**Text segment**
▬▬▬
Commentary

On The Upside...

One of the hardest parts of being a journalist is explaining to people why the media focuses so much on negative news.

The simple answer is that the most important news is information that has the greatest consequence for readers, and that if journalists can inform them about it they may be able to help them make decisions that cause behaviors that lead to better outcomes. Sometimes that information can save their job, their businesses, or even their lives.

I’ve covered some bleak periods over the past 40+ years -- recessions, wars, terrorist attacks, a slow-moving plague (HIV/AIDS) and a fast-moving one (the one that began Nov. 8, 2016), but I’ve never covered anything as full of immediate, ominous, sustainable existential threat as the COVID-19 pandemic. And I’ve been struggling more than ever to find some bright spots.

As it turns out, the brightest ones can be found in history, because people have faced plagues before, and as as difficult as they have been for humanity, we always came out ahead in the long run.

That was the message of a pitch I got last week from Tito Ribeiro, a Brazilian “digital transformation” consultant who just launched a project focused on the upside of plagues. It’s aptly called the “Renaissance Project,” and was inspired by the fact that the greatest modern-day pandemic, the 15th Century’s “Black Plague,” was followed by an unparalleled bright side for humanity -- the actual Renaissance.

“After the Black Plague, a movement known as Renaissance rises bringing a new consciousness: marking the end of the Middle Age and the beginning of the Modern Age,” Ribeiro writes in a deck circulated to promote his project, adding: “Society abandoned a cocoon of Medieval beliefs, where cultural and scientific ideas flourished from the ashes. Art and science gained focus. Feudalism gave way to capitalism and religious dogmatism was replaced by rationality.”
▬▬▬
**Instructions**
• a. According to the commentary on the upside of plagues, why does the media focus so much on negative news? Answer in one to three sentences.
• b. Translate this sentence from the plague commentary into Spanish: "One of the hardest parts of being a journalist is explaining to people why the media focuses so much on negative news."
• c. Extend the commentary on the upside of plagues with a few paragraphs that pick up after its last sentence.
▬▬▬
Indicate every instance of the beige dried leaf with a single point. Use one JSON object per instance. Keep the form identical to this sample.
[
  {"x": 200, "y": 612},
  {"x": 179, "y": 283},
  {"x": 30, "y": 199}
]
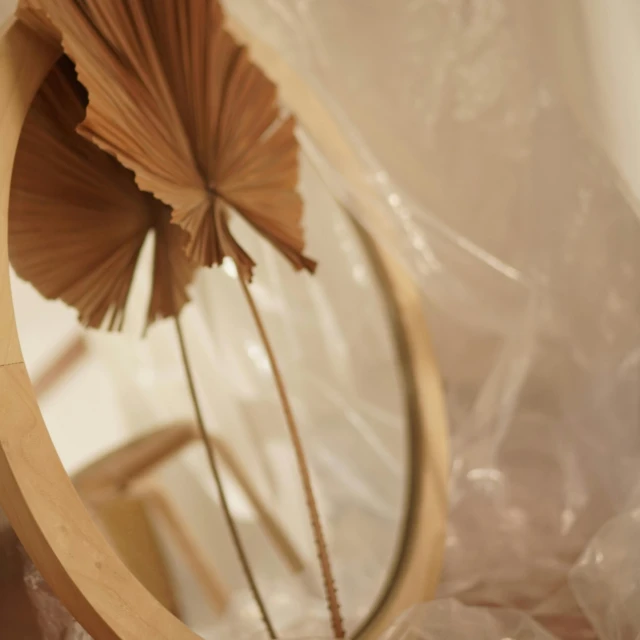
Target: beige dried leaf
▬▬▬
**Answers given**
• a. The most important news is information with the greatest consequence for readers. Informing them about it may help them make decisions that lead to better outcomes, and sometimes that information can save their jobs, businesses, or even lives.

• b. Una de las partes más difíciles de ser periodista es explicarle a la gente por qué los medios se centran tanto en las noticias negativas.

• c.
Not surprisingly, most of the rest of the deck is a Ribeiro’s pitch for why his brand of consulting can help get companies get there, but there is a section that reminded me about a similar pitch made a couple of weeks ago by Kantar Consulting’s J. Walker Smith: That while the current crisis was caused by a disease, it’s really about a new period of human “disruption” that will ultimately lead to a better way of thinking and behaving.

Smith’s case was that this transformation was already manifesting before the current pandemic, and was being accelerated in the 21st Century by a series of crises including 9/11, the 2008 financial crisis, and on a much broader timeframe, climate change. But the bottom line is that the combined effect is forcing people to think differently about themselves, and most importantly, each other. To Smith this is accelerating a shift of consumer marketing focused on “you,” to one focused on “us.”

The Renaissance Project’s Ribeiro doesn’t get that specific, but he has a nice page showing how the enlightenment will play out (see below).

I don’t know what the “recharting” of people, businesses and industries will lead to, but like the Renaissance, I hope it leads to one in which we finally give up the current versions of our Medieval beliefs -- the rejection of science and the feudalism of our identity politics -- to focus on things that make the world a better, and more sustainable place.

I hope we look back on the current plague as one that makes us better, not worse.

In the meantime, heed Ribeiro's advice and "stay Zen." Now it's time to work.